▶ _BRIEF_: For the material that follows, return exactly the lines from the one with "Query: girl's eye" through the one with "Query: girl's fingers", both ends included.

▶ _MATERIAL FOR THE TASK_:
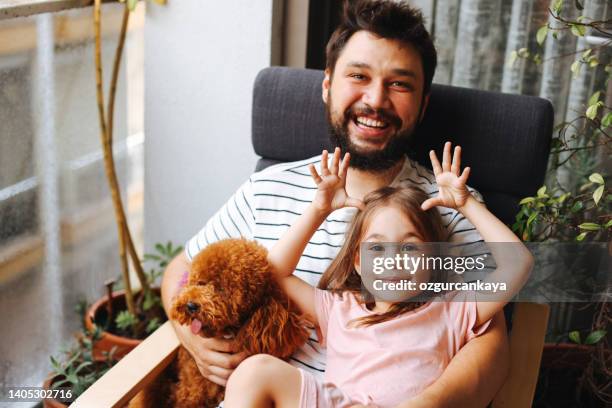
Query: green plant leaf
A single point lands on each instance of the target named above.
(587, 53)
(575, 68)
(531, 218)
(125, 320)
(578, 30)
(592, 111)
(577, 206)
(541, 35)
(574, 337)
(594, 98)
(581, 236)
(595, 337)
(590, 226)
(596, 178)
(597, 194)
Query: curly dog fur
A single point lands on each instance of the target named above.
(230, 293)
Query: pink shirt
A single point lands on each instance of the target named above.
(390, 362)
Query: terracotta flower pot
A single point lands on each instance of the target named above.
(98, 311)
(51, 403)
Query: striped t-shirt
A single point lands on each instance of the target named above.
(272, 199)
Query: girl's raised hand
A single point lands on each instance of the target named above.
(331, 193)
(452, 189)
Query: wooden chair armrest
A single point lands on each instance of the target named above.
(526, 344)
(134, 371)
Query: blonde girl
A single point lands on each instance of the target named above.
(379, 353)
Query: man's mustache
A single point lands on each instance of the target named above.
(379, 114)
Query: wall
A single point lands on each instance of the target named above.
(201, 59)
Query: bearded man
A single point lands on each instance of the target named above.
(380, 65)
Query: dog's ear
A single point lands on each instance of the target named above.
(273, 329)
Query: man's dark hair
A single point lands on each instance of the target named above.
(387, 19)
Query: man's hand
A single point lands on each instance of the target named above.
(452, 189)
(213, 357)
(331, 193)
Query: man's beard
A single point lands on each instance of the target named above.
(374, 160)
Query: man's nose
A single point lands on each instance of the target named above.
(376, 96)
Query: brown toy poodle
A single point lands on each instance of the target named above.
(230, 293)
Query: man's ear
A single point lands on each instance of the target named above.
(325, 85)
(424, 107)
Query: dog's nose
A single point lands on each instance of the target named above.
(192, 307)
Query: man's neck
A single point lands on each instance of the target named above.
(361, 182)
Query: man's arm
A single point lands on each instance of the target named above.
(473, 376)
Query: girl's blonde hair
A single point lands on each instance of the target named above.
(341, 275)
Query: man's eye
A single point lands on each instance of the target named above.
(408, 247)
(403, 85)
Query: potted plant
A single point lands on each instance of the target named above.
(126, 313)
(78, 367)
(122, 330)
(575, 206)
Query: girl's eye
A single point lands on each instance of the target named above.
(408, 247)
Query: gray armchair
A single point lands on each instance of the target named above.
(505, 138)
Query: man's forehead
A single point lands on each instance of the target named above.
(369, 51)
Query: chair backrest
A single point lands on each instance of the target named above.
(505, 138)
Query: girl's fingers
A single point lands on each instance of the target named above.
(446, 161)
(324, 164)
(344, 166)
(435, 164)
(314, 174)
(456, 165)
(430, 203)
(354, 202)
(335, 161)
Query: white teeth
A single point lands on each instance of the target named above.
(370, 122)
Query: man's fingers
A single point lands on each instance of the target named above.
(456, 165)
(236, 358)
(217, 380)
(446, 160)
(335, 161)
(344, 165)
(314, 174)
(465, 175)
(435, 164)
(220, 372)
(223, 360)
(324, 163)
(430, 203)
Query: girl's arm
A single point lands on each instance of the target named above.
(513, 259)
(285, 254)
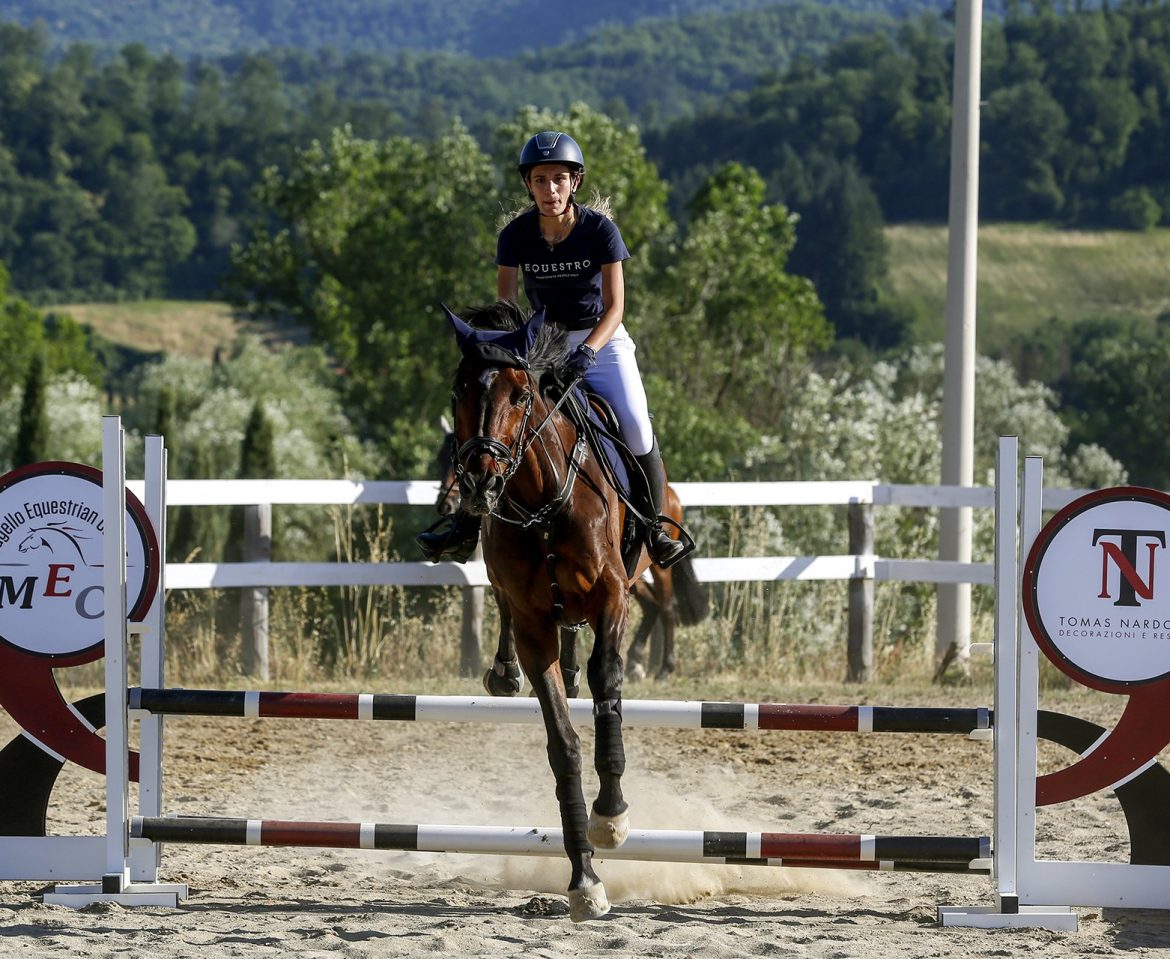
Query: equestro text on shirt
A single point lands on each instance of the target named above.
(558, 269)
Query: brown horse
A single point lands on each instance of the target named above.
(552, 540)
(670, 598)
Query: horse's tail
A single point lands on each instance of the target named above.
(689, 594)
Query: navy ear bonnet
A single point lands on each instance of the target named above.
(496, 347)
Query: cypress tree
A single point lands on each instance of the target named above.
(33, 430)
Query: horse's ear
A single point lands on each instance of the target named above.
(465, 333)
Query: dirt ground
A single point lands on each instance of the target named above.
(261, 902)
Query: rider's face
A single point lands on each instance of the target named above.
(552, 186)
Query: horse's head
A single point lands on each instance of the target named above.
(495, 392)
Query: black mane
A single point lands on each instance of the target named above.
(551, 342)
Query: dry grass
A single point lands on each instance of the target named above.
(184, 328)
(1029, 274)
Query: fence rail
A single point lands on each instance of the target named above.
(421, 492)
(860, 566)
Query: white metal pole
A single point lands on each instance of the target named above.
(954, 621)
(114, 556)
(1007, 573)
(144, 862)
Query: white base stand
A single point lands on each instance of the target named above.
(1059, 918)
(167, 895)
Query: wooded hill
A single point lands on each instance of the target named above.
(480, 28)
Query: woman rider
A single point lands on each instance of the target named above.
(570, 257)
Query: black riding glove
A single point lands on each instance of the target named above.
(578, 363)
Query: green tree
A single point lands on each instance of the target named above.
(369, 239)
(257, 461)
(1116, 391)
(733, 328)
(33, 426)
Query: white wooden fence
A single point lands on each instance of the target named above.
(860, 565)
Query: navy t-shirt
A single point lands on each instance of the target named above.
(566, 280)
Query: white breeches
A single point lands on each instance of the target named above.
(617, 379)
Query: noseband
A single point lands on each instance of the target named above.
(489, 446)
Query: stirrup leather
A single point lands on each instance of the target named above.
(665, 550)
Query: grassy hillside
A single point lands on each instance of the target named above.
(1031, 274)
(184, 328)
(481, 28)
(1027, 275)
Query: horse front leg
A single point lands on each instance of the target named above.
(608, 823)
(586, 894)
(635, 659)
(504, 678)
(570, 669)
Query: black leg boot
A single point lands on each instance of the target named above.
(663, 549)
(454, 537)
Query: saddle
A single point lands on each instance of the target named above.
(596, 420)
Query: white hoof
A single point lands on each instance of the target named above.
(607, 832)
(589, 903)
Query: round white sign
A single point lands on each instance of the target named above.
(52, 530)
(1096, 588)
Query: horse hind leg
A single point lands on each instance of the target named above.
(586, 892)
(635, 657)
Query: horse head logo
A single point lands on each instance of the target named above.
(60, 539)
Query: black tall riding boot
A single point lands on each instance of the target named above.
(663, 550)
(454, 537)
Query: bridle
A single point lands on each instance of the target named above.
(511, 456)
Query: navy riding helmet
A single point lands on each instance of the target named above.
(551, 147)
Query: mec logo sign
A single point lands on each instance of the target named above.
(52, 531)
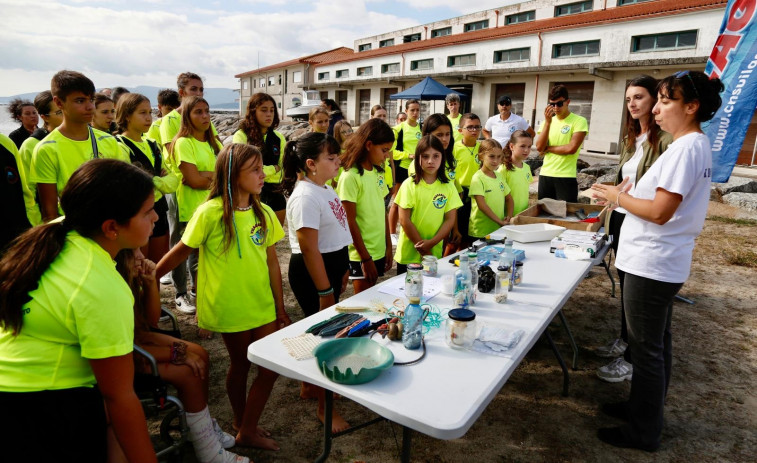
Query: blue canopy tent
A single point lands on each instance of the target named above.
(427, 89)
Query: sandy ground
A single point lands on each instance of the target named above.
(711, 411)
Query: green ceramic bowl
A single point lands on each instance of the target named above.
(352, 360)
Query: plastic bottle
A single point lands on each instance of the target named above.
(463, 283)
(413, 325)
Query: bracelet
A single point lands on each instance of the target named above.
(326, 292)
(178, 352)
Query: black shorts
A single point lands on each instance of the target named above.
(272, 197)
(161, 226)
(356, 270)
(75, 417)
(561, 188)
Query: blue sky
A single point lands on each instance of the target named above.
(148, 42)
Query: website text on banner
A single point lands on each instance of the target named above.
(734, 60)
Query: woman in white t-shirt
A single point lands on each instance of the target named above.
(644, 142)
(664, 215)
(318, 234)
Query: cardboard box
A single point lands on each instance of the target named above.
(534, 214)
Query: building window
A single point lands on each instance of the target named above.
(461, 60)
(476, 26)
(514, 54)
(411, 38)
(421, 64)
(365, 71)
(564, 50)
(520, 17)
(573, 8)
(668, 41)
(390, 68)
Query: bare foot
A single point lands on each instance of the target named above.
(338, 424)
(257, 441)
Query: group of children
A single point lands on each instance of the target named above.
(203, 196)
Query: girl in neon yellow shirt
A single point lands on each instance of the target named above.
(240, 293)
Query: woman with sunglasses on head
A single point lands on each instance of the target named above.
(664, 215)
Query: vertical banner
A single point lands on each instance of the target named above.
(734, 61)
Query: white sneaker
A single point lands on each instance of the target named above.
(184, 304)
(615, 349)
(616, 371)
(227, 440)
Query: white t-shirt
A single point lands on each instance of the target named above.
(632, 166)
(502, 130)
(663, 252)
(312, 206)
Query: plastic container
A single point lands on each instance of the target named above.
(460, 331)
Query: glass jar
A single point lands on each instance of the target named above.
(414, 281)
(460, 328)
(430, 266)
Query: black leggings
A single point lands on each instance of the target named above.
(304, 289)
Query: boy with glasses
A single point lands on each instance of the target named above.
(559, 140)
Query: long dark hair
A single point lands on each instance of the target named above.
(373, 130)
(633, 126)
(426, 142)
(226, 184)
(249, 125)
(296, 154)
(432, 123)
(99, 190)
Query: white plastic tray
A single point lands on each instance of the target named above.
(531, 232)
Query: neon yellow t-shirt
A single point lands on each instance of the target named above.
(560, 133)
(233, 294)
(456, 134)
(56, 157)
(429, 203)
(82, 309)
(200, 154)
(518, 180)
(494, 191)
(367, 191)
(32, 210)
(467, 162)
(163, 185)
(410, 137)
(271, 176)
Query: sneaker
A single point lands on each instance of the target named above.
(227, 440)
(184, 304)
(612, 350)
(616, 371)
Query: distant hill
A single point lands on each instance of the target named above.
(218, 98)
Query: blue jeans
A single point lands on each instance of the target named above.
(649, 311)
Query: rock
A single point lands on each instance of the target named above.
(602, 168)
(746, 201)
(585, 181)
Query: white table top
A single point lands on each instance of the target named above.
(443, 395)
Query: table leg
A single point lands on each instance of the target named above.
(570, 337)
(564, 367)
(406, 444)
(327, 438)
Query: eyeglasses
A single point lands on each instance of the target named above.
(681, 74)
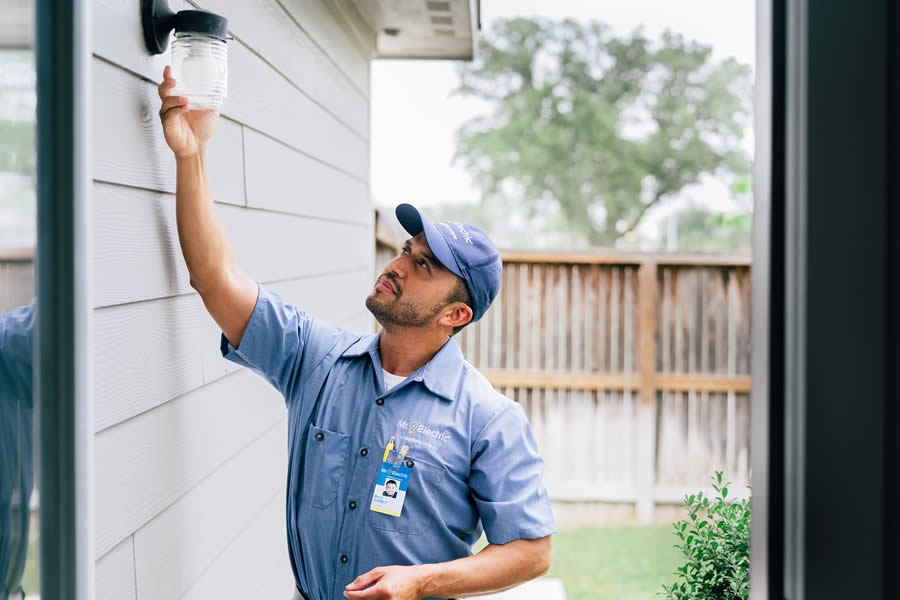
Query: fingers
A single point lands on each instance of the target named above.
(165, 88)
(376, 592)
(365, 580)
(174, 104)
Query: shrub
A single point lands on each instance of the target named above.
(716, 543)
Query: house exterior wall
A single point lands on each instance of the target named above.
(190, 450)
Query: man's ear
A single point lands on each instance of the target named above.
(456, 314)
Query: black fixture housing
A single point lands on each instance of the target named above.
(158, 20)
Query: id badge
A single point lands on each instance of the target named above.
(391, 485)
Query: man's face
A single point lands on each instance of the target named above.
(413, 289)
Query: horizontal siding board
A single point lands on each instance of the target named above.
(280, 178)
(174, 549)
(317, 20)
(127, 47)
(137, 255)
(114, 573)
(266, 28)
(129, 146)
(150, 352)
(145, 464)
(254, 565)
(258, 96)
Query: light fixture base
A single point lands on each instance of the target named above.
(158, 20)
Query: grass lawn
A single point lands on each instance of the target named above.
(30, 581)
(613, 563)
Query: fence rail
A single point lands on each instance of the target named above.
(634, 369)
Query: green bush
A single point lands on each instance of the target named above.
(716, 543)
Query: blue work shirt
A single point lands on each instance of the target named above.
(475, 464)
(16, 442)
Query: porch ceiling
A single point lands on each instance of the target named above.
(427, 29)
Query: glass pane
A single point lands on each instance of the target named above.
(18, 461)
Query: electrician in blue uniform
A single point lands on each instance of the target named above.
(16, 444)
(401, 402)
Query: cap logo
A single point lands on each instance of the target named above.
(462, 230)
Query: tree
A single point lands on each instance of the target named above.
(598, 129)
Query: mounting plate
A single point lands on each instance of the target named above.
(157, 20)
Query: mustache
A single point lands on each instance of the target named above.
(393, 281)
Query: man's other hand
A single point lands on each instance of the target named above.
(387, 583)
(186, 130)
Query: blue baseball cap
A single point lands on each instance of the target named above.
(465, 250)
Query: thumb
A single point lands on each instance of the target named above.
(364, 580)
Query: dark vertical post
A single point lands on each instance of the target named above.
(62, 376)
(835, 301)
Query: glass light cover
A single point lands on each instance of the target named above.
(200, 70)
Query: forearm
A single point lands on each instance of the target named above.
(204, 245)
(494, 569)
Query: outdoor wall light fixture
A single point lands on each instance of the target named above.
(199, 54)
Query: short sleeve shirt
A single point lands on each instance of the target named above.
(16, 442)
(474, 461)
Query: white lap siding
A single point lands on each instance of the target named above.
(191, 450)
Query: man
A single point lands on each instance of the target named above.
(16, 443)
(390, 489)
(401, 403)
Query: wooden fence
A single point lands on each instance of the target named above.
(634, 370)
(16, 279)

▶ _SOLUTION_:
Query: girl's eye
A single point lands on each instance of the target named above.
(408, 247)
Query: gray armchair
A single point lands on each instance of the target named above.
(505, 138)
Query: man's forehead
A single point lands on each instance of the target named above.
(369, 51)
Query: chair backrest
A single point lands on each instance of the target named above.
(505, 138)
Query: girl's fingers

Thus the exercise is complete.